COSA PRODURRE
Trascriva fedelmente il brano sull'occupazione degli infermieri a partire da "Quanto ai settori" e proseguendo fino a "modo incrementale costante.".

Secondo i dati dell’ultimo rapporto Almalaurea per le professioni infermieristiche e ostetriche, il tasso di occupazione a un anno dal titolo è di circa il 70%, con una retribuzione netta mensile di 1.308 euro. La maggioranza dei nuovi infermieri ha trovato un impiego completando solamente il primo ciclo di studi, ovvero la laurea triennale, anche senza conseguire una laurea magistrale o un master di primo livello. L’1,4% degli infermieri rilevati risulta lavorare e al contempo frequentare un corso magistrale. I numeri dell’anagrafe effettuata dal Miur confermano la tendenza, evidenziando che nell’anno accademico 2015-16 sono risultati 17mila gli iscritti al primo anno di laurea triennale, mentre erano 1.038 gli iscritti al primo anno di specialistica, così come i laureati, che raggiungono quota 13mila iscritti alla triennale, ma si situano al di sotto della soglia dei mille iscritti alla laurea magistrale. Si apprezzano differenze importanti, tra laureati triennali e magistrali, anche a livello di retribuzione, se a un anno dal titolo un laureato triennale viene appunto retribuito in media con 1.308 euro, mentre un laureato magistrale percepisce in media 1.529 euro.
Quanto ai settori degli sbocchi occupazionali, si segnala che il 75% degli infermieri risulta attivo nei servizi pubblici e il restante quarto della popolazione infermieristica è occupata in studi medici o in strutture di assistenza residenziale e non residenziale. È questa comunità a risultare in forte sviluppo: la libera professione è richiesta in modo incrementale costante.

DATI ESTRATTI
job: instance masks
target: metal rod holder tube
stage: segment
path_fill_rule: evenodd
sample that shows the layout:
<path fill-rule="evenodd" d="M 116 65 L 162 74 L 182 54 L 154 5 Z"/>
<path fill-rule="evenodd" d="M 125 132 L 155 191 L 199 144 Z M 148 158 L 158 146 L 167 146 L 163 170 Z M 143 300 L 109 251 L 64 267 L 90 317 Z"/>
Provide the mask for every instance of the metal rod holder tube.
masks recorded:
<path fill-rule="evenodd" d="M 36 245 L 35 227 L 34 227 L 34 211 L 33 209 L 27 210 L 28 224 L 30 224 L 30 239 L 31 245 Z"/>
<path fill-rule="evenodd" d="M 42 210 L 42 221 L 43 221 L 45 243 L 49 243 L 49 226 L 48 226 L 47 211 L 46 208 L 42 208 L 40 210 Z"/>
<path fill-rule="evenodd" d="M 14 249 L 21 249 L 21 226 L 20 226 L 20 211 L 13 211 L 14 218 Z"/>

RISPOSTA
Quanto ai settori degli sbocchi occupazionali, si segnala che il 75% degli infermieri risulta attivo nei servizi pubblici e il restante quarto della popolazione infermieristica è occupata in studi medici o in strutture di assistenza residenziale e non residenziale. È questa comunità a risultare in forte sviluppo: la libera professione è richiesta in modo incrementale costante.